• Extract
Excerpt 01: On Architecture Reapproximated

Architecture is perhaps the only discipline that can bridge dichotomies we often find absolute; the real and imaginary, material and immaterial, static and dynamic, and the physical and digital, or post digital. Yet, architecture and cities are caught  in spatiotemporal flux, a love affair in tension that manifests itself in architecture’s ability to mediate these juxtaposed relationships. It is in this exact spot where I am drawn to study buildings and cities, in the convergence of our current condition and the projective future of urbanity, material culture, and discourse

What does brick want? Brick wants to be clay. But it also wants to be sculpted, imprinted upon, imperfect and rough. Similarly, cities want to be complex urban metabolisms, digesting information and materials while also being layered, stratified archives of information and intangible forces. A host for human and nonhuman actors to continuously interact, the city is granted agency and a collective dynamism. I find my own creative subconscious similarly drawn between two forces: Sarah Oppenheimer’s ability to disrupt spatial perception and constructs and Neeraj Bhatia’s ability to reconfigure and speculate upon vast landscapes and social systems.

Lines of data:
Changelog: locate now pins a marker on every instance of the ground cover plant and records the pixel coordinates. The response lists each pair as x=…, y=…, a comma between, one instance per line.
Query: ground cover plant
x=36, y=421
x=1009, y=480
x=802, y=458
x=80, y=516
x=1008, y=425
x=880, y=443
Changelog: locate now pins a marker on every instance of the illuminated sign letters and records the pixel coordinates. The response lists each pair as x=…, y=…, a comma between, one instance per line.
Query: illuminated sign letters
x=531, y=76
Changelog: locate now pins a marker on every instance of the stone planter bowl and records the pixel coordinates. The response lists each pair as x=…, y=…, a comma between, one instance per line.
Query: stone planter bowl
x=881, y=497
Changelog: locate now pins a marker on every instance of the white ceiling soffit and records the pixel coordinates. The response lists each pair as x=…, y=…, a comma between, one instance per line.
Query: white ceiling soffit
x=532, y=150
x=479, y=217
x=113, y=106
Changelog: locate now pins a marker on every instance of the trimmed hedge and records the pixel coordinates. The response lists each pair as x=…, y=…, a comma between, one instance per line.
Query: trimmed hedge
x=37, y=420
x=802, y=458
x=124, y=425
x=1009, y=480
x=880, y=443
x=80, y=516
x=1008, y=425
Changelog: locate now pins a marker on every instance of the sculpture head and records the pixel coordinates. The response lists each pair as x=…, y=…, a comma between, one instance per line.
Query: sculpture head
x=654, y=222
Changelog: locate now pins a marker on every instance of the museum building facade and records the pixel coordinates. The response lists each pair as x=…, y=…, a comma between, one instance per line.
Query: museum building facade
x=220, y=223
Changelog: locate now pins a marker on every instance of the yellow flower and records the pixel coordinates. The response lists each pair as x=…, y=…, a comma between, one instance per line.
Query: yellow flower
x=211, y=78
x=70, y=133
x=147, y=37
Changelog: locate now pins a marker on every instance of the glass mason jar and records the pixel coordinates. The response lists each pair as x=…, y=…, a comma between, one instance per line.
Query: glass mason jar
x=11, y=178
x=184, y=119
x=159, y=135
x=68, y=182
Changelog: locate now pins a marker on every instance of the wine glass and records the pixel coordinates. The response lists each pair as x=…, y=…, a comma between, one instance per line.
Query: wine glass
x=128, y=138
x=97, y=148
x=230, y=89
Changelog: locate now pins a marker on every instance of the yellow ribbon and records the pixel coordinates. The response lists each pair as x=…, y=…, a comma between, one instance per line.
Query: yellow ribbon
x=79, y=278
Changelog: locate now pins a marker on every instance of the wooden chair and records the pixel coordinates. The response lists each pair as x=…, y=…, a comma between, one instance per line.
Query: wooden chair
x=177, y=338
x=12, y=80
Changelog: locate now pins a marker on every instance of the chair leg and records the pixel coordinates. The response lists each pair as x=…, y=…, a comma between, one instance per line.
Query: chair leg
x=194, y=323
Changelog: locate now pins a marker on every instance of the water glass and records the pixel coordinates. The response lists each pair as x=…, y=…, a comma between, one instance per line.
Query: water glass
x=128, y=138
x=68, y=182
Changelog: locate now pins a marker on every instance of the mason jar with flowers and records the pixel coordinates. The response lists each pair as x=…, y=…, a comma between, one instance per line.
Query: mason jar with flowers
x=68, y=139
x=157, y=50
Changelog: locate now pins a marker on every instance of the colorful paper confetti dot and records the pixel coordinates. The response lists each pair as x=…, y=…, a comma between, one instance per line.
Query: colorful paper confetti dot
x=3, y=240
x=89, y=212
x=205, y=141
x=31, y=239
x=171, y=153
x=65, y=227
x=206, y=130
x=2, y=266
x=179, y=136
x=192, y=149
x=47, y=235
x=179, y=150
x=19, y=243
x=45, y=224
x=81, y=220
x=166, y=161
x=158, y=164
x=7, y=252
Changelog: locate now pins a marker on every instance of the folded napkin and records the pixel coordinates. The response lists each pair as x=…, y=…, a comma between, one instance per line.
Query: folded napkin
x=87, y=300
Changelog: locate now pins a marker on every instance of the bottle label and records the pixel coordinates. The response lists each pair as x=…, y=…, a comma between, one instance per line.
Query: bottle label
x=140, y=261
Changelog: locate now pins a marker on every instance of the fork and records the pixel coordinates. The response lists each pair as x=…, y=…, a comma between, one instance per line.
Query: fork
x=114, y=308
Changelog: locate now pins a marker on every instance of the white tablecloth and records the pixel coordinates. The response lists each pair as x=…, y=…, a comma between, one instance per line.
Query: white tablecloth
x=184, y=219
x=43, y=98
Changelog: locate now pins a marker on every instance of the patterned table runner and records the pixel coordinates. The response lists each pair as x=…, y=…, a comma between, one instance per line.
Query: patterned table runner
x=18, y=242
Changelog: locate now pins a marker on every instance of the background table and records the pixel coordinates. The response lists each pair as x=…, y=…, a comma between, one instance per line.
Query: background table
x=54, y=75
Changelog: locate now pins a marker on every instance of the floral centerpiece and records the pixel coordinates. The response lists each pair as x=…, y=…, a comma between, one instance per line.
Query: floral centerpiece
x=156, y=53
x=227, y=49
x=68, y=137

• Problem set
#1 Repeat the part of the architecture excerpt starting with "What does brick" and going on through "and social systems.".
#2 Proceed with the architecture excerpt, writing on from its final sentence.

• Task results
#1
What does brick want? Brick wants to be clay. But it also wants to be sculpted, imprinted upon, imperfect and rough. Similarly, cities want to be complex urban metabolisms, digesting information and materials while also being layered, stratified archives of information and intangible forces. A host for human and nonhuman actors to continuously interact, the city is granted agency and a collective dynamism. I find my own creative subconscious similarly drawn between two forces: Sarah Oppenheimer’s ability to disrupt spatial perception and constructs and Neeraj Bhatia’s ability to reconfigure and speculate upon vast landscapes and social systems.

#2
The study of buildings and cities allows me to paradoxically unite these practices, fuse abstract with the seemingly mundane and the intimate with the scaleless in an effort to bridge cultures and shape the human condition. In this way, the study of buildings and cities continually inspires me; a culmination of all of humanity’s history and latent potential coalescing into built form and our collective urban imagination, rendering the architect as an imperative sculptor of space, time and culture.
Mutating Memories & Entangled Visions
In Collaboration with Declan Dill
Included in MASKS Issue 4
When considering the notion of an urban palimpsest within the context of memory, time, and culture, nowhere is the unexpected more expected than in Gabriel García Márquez’s 100 Years of Solitude. in the fictional town of Macondo - a world in constant oscillation between one that we recognize, and a version unknown; a distorted reflection of our reality is an extension of Márquez’s imagination. But as time progresses, this push and pull shifts; Macondo becomes more exposed to the outside, tarnished by the external world, our world, all the while the book itself becomes more anthropomorphized, brought into the “humanoid sphere” as a part of our real, shared culture.
1. How does one mediate such an interaction?
2. How can we spatialize such exchanges? 
3. More specifically, how can written text and architectonics seamlessly interact?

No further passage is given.